── ARTICOLO ──

Nel 1977 usciva a Parigi, presso l'editore Denoél, il mio libro di fotografie, Les Siciliens, accompagnato da una prefazione di Dominique Fernandez e da un testo finale di Leonardo Sciascia.
Singolare testo, composto, come lui stesso spiegava: "da cristallizzazionì linguistiche, di un lessico particolarissimo, di una particolarissima paremiografia, così come le ritrovo nella memoria, nella camera oscura della memoria, e che sono effettualmente gli elementi su cui si fonda una vera conoscenza - e in questo caso la mia conoscenza del paese in cui sono nato, in cui ho passato l'infanzia e la giovinezza. Un paese siciliano, Racalmuto in provincia di Agrigento: ne ho rappresentato la vita, vent'anni fa, in un libro; una vita che somigliava a quella di altri paesi siciliani dell'interno, che ne era la sintesi. Ora, con questa specie di piccolo dizionario, faccio un'operazione inversa: di sciogliere la sintesi nell'analisi, la generalità nella particolarità, la somiglianza nella dissomiglianza. Ed è un'operazione, questa di localizzare e di individualizzare al massimo, molto simile a quella del fotografo".

───

COSA FARE:
• A. Nel brano su Les Siciliens, chi scrisse la prefazione del libro?
• B. Prosegui per favore il brano su Les Siciliens dopo la sua ultima frase.
Le righe non servono per questo lavoro.

── DATI ──

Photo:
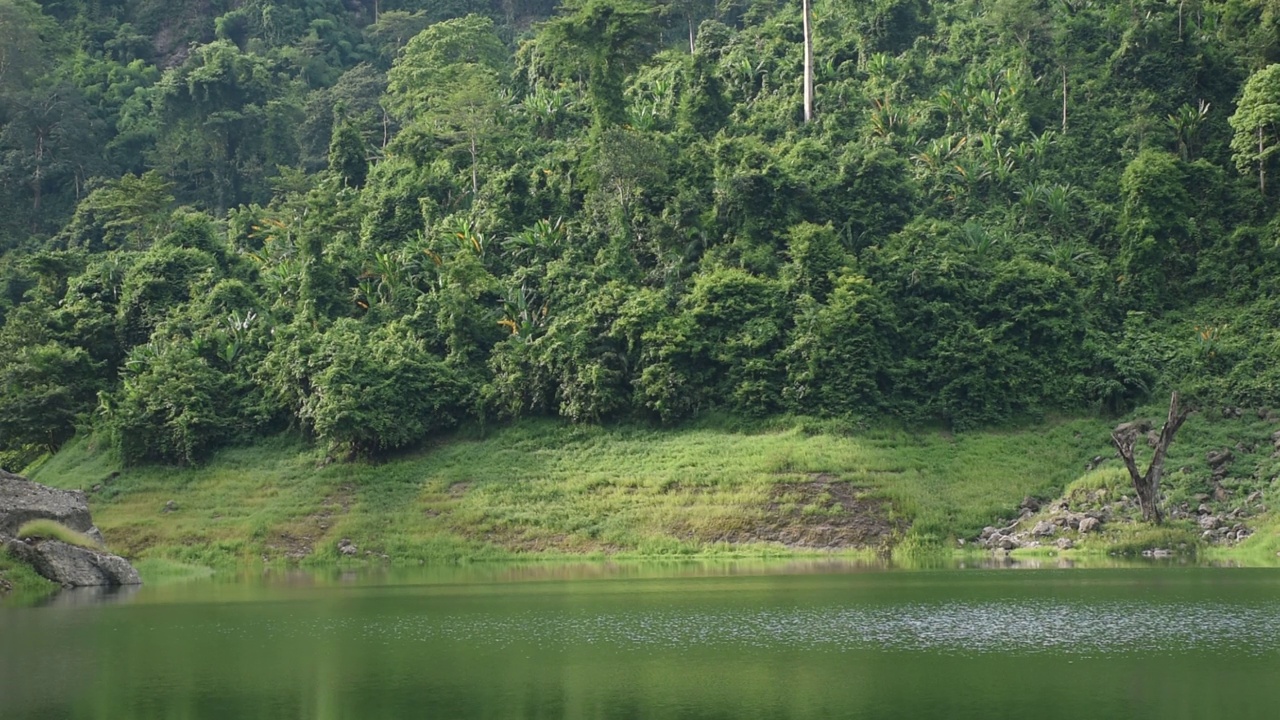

───

RISPOSTE AI COMPITI:
• A. Dominique Fernandez.

• B.
© Ferdinando Scianna
 

Quei frammenti, in quel mio libro per la prima volta pubblicati, Leonardo aveva da non molto tempo cominciato a raccoglierli e avrebbero poi, aggiunti ad altri, composto Occhio di capra. Mentre ci lavorava, Sciascia parlava spesso dei ritrovamenti che andava facendo dentro la propria memoria e nella memoria dei suoi compaesani, amplificando quell'appassionante gioco linguistico a cui spesso e con grande piacere si concedono i sicilianì di paesi e province diverse: esiste anche da voi questo proverbio, questo modo dire? Anche nel tuo paese si usa questa parola per definire tale oggetto, questa espressione per definire tale sentimento. E ci si compiace delle somiglianze, ma ancora di più di ogni pur breve differenza, perché il gioco della memoria esprime la convinzione, appunto, che in quelle cristallizzazioni propriamente si fonda la vera conoscenza del proprio paese e attraverso il paese la conoscenza del proprio luogo interiore, della propria origine e peculiare individualità. Dovremmo farla tutti, ci invitava Leonardo, ciascuno per il proprio paese, questa ricerca che io sto facendo per Racalmuto.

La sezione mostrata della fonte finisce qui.